- Texte fourni:
########################################
Par Stéphane Renard Fine Art
Ce dessin à l’encre d’une grande modernité, largement inédit et jamais présenté en vente publique, nous plonge au cœur de l’amitié aussi brève que féconde qui a uni pendant quelques années Emile Bernard avec deux artistes majeurs de la fin du XIXème siècle : Paul Gauguin et Vincent van Gogh.
1. Emile Bernard
Emile Bernard est né à Lille en 1868. Son père, négociant en tissus s’était marié l’année précédente avec une jeune veuve Héloïse Bodin qui tenait une blanchisserie avec sa mère. Il entre en 1883 au Collège Sainte-Barbe à Paris et rejoint en 1884, à seize ans, l’atelier de Cormon (1845 – 1924) où il fait la connaissance d’Henry de Toulouse-Lautrec (1864-1901) et de Louis Anquetin (1861 – 1932) et rencontre Vincent van Gogh (1853-1890). Emile Bernard est d’abord attiré par le symbolisme.
Renvoyé de l’atelier de Cormon suite à une dispute avec son maître, il part en Bretagne avec un petit pécule donné par ses parents ...
... en avril 1886, tout juste âgé de 18 ans. La nature sauvage de cette région, les magnifiques calvaires de granit et les costumes pittoresques des habitants sont une révélation pour Bernard. Il rencontre à Concarneau le peintre Schuffenecker (1851 – 1934) qui lui conseille d’aller à Pont-Aven, petite ville qui attirait déjà depuis quelques années les artistes venus de tous les horizons.
Parti pour Pont-Aven afin d’y rencontrer Paul Gauguin (1848 – 1903), Emile Bernard arrive à la pension Gloanec le 15 août 1886 mais Gauguin le reçoit avec indifférence. Emile Bernard peint alors ses premières toiles dans un style impressionniste qui annonce le pointillisme.
De retour à Asnières à l’automne 1886 il retrouve ses amis de l’atelier de Cormon et se lie davantage avec Vincent van Gogh. Il abandonne sa technique impressionniste pour développer avec Louis Anquetil un « synthétisme coloré », caractérisé par un mélange de cloisonnisme (délimitation des motifs par un trait noir, à l’instar d’un vitrail), l’utilisation des aplats de couleur et l’absence de perspective. Il met à l’œuvre cette technique, qui constituera le socle stylistique de « l’école de Pont-Aven », lors d’un nouveau séjour en Bretagne pendant l’été 1887.
########################################
- Extrait des données:
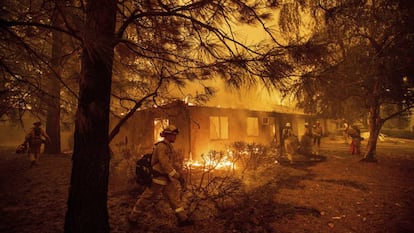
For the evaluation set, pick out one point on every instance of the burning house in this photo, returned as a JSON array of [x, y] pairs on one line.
[[205, 128]]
########################################
- Consignes:
[1] Dans le texte sur Emile Bernard, relevez toutes les personnes dont les années de naissance et de mort figurent entre parenthèses.
[2] Recopiez mot pour mot le passage du texte sur Emile Bernard qui commence par « Parti pour Pont-Aven » et s'achève sur « pendant l’été 1887. ».
Ce matériel est distinct du texte et n'a aucun lien avec lui.

- Corrigé:
[1] Cormon, Henry de Toulouse-Lautrec, Louis Anquetin, Vincent van Gogh, Schuffenecker, Paul Gauguin

[2]
Parti pour Pont-Aven afin d’y rencontrer Paul Gauguin (1848 – 1903), Emile Bernard arrive à la pension Gloanec le 15 août 1886 mais Gauguin le reçoit avec indifférence. Emile Bernard peint alors ses premières toiles dans un style impressionniste qui annonce le pointillisme.
De retour à Asnières à l’automne 1886 il retrouve ses amis de l’atelier de Cormon et se lie davantage avec Vincent van Gogh. Il abandonne sa technique impressionniste pour développer avec Louis Anquetil un « synthétisme coloré », caractérisé par un mélange de cloisonnisme (délimitation des motifs par un trait noir, à l’instar d’un vitrail), l’utilisation des aplats de couleur et l’absence de perspective. Il met à l’œuvre cette technique, qui constituera le socle stylistique de « l’école de Pont-Aven », lors d’un nouveau séjour en Bretagne pendant l’été 1887.